◆ **What the task asks**
All of the records must be restated exactly, with every line complete.

◆ **Collected data**
· · · · · · ·

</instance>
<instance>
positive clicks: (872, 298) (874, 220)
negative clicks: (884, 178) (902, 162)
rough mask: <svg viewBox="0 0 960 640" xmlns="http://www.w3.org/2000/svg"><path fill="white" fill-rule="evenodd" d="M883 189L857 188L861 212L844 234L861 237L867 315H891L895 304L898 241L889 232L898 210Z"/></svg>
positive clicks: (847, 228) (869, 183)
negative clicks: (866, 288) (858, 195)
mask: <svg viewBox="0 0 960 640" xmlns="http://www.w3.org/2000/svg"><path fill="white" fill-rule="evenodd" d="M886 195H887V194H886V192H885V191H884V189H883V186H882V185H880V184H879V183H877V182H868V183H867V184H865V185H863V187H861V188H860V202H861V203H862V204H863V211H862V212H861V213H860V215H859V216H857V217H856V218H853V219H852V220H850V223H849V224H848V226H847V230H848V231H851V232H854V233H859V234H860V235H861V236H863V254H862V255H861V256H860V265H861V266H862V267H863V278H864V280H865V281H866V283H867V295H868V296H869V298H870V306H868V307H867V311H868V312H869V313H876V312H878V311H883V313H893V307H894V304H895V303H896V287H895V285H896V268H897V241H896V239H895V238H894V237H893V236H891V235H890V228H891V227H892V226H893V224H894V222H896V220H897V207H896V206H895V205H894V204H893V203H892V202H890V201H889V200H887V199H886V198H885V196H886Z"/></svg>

· · · · · · ·

◆ **Response to the task**
</instance>
<instance>
positive clicks: (872, 298) (874, 220)
negative clicks: (884, 178) (902, 162)
rough mask: <svg viewBox="0 0 960 640" xmlns="http://www.w3.org/2000/svg"><path fill="white" fill-rule="evenodd" d="M883 189L857 188L861 212L844 234L861 237L867 315H891L895 304L898 241L889 232L898 210Z"/></svg>
positive clicks: (847, 228) (869, 183)
negative clicks: (866, 288) (858, 195)
mask: <svg viewBox="0 0 960 640" xmlns="http://www.w3.org/2000/svg"><path fill="white" fill-rule="evenodd" d="M886 195H887V194H886V192H885V191H884V189H883V186H882V185H880V184H879V183H877V182H868V183H867V184H865V185H863V187H861V188H860V202H861V203H862V204H863V211H862V212H861V213H860V215H859V216H857V217H856V218H853V219H852V220H850V223H849V224H848V226H847V230H848V231H851V232H854V233H859V234H860V235H861V236H863V254H862V255H861V256H860V265H861V266H862V267H863V278H864V280H865V281H866V283H867V295H868V296H869V298H870V306H868V307H867V311H868V312H869V313H876V312H878V311H883V313H893V307H894V304H895V303H896V287H895V285H896V268H897V241H896V239H895V238H894V237H893V236H891V235H890V228H891V227H892V226H893V224H894V222H896V220H897V207H896V206H895V205H894V204H893V203H892V202H890V201H889V200H887V199H886V198H885V196H886Z"/></svg>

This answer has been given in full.